Süddeutsche Zeitung

Sterbehilfe:Graubereich am Lebensende

Viele Mediziner und Pflegekräfte sind unsicher, welche Beihilfe zum Suizid schwerst kranker Patienten erlaubt ist. Womöglich muss sich der Gesetzgeber nochmals an das heikle Thema wagen.

Von Kim Björn Becker

Wenn das Leben eines Patienten zu Ende geht, finden sich Mediziner mitunter in einem juristischen Graubereich wieder. Viele Ärzte, und auch Pfleger, sind sich unsicher, wann sie sich bei der Begleitung sterbenskranker Patienten strafbar machen. Das geht aus einer Umfrage des Palliativmediziners Michael Zenz hervor, der lange an der Ruhr-Universität Bochum als Professor gelehrt hat. Die Ärzte-Zeitung hatte zuerst über die Studie berichtet. Demnach gaben knapp die Hälfte (49 Prozent) der knapp 140 befragten Ärzte an, dass für sie nicht klar aus dem Gesetz hervorgehe, welche Art der Suizidbeihilfe erlaubt ist. Noch etwas größer ist die Unsicherheit bei den Pflegekräften. Für die Studie wurden rund 320 von ihnen befragt, mehr als die Hälfte (57 Prozent) zeigte sich ebenfalls skeptisch bei der Frage, was nach geltendem Recht möglich ist.

• _Deine Aufgaben_
1. Wie viele Pflegekräfte wurden für die Studie befragt, über die der Artikel zur Sterbehilfe berichtet?
2. Schreibe den Artikel über Sterbehilfe im Anschluss an seinen letzten Satz weiter.

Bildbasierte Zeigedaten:
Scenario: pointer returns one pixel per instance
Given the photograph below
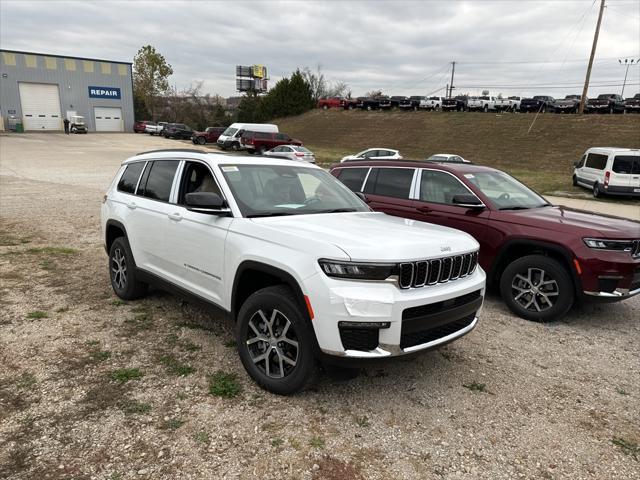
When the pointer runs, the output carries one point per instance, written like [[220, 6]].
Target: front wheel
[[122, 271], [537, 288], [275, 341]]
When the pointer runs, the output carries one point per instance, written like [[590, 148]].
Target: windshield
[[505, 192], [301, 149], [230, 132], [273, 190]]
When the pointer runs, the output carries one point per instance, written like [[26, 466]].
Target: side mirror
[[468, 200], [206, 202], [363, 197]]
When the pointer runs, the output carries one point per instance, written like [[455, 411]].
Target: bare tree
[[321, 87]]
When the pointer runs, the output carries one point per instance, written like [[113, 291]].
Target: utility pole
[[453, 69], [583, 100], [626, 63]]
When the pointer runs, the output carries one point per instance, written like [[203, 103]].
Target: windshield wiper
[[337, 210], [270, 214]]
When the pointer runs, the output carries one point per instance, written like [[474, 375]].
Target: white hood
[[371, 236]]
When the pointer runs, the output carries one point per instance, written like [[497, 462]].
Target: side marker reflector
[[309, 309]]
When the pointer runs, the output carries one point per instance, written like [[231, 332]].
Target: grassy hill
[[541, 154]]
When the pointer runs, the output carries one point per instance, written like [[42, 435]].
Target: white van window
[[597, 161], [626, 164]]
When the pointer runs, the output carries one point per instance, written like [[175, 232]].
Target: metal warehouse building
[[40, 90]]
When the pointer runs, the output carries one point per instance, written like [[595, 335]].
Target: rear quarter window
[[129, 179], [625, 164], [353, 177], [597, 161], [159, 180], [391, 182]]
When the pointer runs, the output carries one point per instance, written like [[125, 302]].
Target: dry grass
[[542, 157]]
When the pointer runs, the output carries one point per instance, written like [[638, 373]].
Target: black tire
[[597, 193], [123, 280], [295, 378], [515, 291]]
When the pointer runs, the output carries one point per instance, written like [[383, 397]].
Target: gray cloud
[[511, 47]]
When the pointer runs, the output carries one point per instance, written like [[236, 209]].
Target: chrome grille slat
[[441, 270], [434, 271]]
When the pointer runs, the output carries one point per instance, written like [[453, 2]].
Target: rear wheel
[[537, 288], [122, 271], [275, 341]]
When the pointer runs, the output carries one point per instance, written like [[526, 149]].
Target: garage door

• _Lösungen_
1. Rund 320 Pflegekräfte.

2.
Im Herbst 2015 hatte der Bundestag die Sterbehilfe gesetzlich neu geregelt. Ziel war es, dass die Beihilfe beim Suizid nur noch ganz vereinzelt möglich sein sollte - zum Beispiel, indem der Arzt seinem schwerkranken Patienten im Ausnahmefall ein tödlich wirkendes Medikament verschreibt, das dieser dann aber selbst einnimmt.

Vor allem wollte der Gesetzgeber den umstrittenen Sterbehilfe-Vereinen die Arbeitsgrundlage entziehen und auch verhindern, dass einzelne Ärzte sich stattdessen gezielt und regelmäßig als Suizidhelfer betätigen. Zu diesem Zweck wurde ein neuer Tatbestand ins Strafgesetzbuch aufgenommen. Seitdem muss bis zu drei Jahre ins Gefängnis, wer anderen Menschen "geschäftsmäßig" beim Suizid assistiert - der Begriff geschäftsmäßig wird hierbei als eine Tätigkeit verstanden, die auf Wiederholung angelegt ist.

Schon vor Jahren gab es die Befürchtung, dass Ärzte leicht kriminalisiert werden könnten

Gegner der Reform, die unter Ausschluss der sonst üblichen Fraktionsdisziplin im Bundestag zustande gekommen war, hatten unter anderem eine unzureichende Schärfe des Gesetzestextes kritisiert. Sie hatten außerdem davor gewarnt, dass die Neuregelung bei Ärzten und Pflegern zu Verwirrung führen und diese unter Umständen leicht kriminalisieren könne. Die Bochumer Umfrage scheint diese Sorge nun in Teilen zu bestätigen. Allerdings können die befragten Ärzte und Pflegekräfte der Reform auch etwas Gutes abgewinnen. So sehen sich fast zwei Drittel der befragten Ärzte durch das Gesetz nicht in ihrer Therapiefreiheit eingeschränkt. Nur etwa jeder achte Arzt fühlt sich beeinträchtigt. Eine relative Mehrheit der Ärzte hält das Gesetz denn auch insgesamt für sinnvoll.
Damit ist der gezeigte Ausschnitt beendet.